**Entries provided**
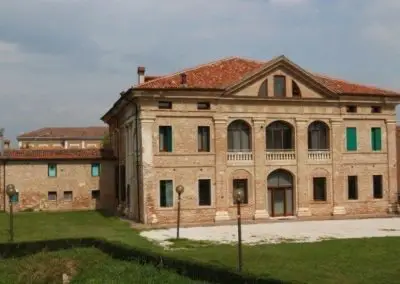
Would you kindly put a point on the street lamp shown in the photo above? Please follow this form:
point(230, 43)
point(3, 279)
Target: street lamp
point(179, 190)
point(238, 196)
point(11, 192)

**Written instruction**
Write out the records above again word for word, leaving out the pictures.

**The output**
Would you kindly put a point on the street lamp shown in the photo above? Please follow this form:
point(230, 43)
point(3, 279)
Target: street lamp
point(179, 190)
point(238, 196)
point(11, 192)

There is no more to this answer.